_Textauszug_
● ● ●
Die Elektrifizierung der Mobilität kommt – auf die eine oder andere Weise –, da sind sich alle einig. Und dass dies nur mittels mobiler Stromspeicher – potenten Batterien – geschehen kann, ist ebenfalls unbestritten. Aktuell hadert aber jeder namhafte Autobauer wie auch die zahlreichen Newcomer und Start-ups mit demselben Grundproblem: dass nämlich die zur Verfügung stehenden Batterien eigentlich zu schwach, zu schwer und zu teuer für einen Breiteneinsatz in einem vom Verbraucher akzeptierten praxistauglichen E-Auto sind. Pioniere wie Tesla verbauen bspw. sagenhafte 600 kg Lithium-Ionen-Akkus in ihre Edel-Stromer, um damit realistische 400 km weit fahren zu können, wofür dann aber auch mindestens 80 000 Fr. fällig werden.
● ● ●
_Datenauszug_
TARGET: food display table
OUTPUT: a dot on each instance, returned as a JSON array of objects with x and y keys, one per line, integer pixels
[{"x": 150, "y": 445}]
● ● ●
_Aufgabenstellung_
[1] Zitieren Sie aus dem Textauszug die Passage, die bei „Die Elektrifizierung der“ beginnt und bei „Fr. fällig werden.“ endet.
[2] Wie viele Kilogramm Lithium-Ionen-Akkus verbauen Pioniere wie Tesla laut Textauszug in ihre Edel-Stromer?

_Antworten je Aufgabe_
[1]
Die Elektrifizierung der Mobilität kommt – auf die eine oder andere Weise –, da sind sich alle einig. Und dass dies nur mittels mobiler Stromspeicher – potenten Batterien – geschehen kann, ist ebenfalls unbestritten. Aktuell hadert aber jeder namhafte Autobauer wie auch die zahlreichen Newcomer und Start-ups mit demselben Grundproblem: dass nämlich die zur Verfügung stehenden Batterien eigentlich zu schwach, zu schwer und zu teuer für einen Breiteneinsatz in einem vom Verbraucher akzeptierten praxistauglichen E-Auto sind. Pioniere wie Tesla verbauen bspw. sagenhafte 600 kg Lithium-Ionen-Akkus in ihre Edel-Stromer, um damit realistische 400 km weit fahren zu können, wofür dann aber auch mindestens 80 000 Fr. fällig werden.

[2] 600 kg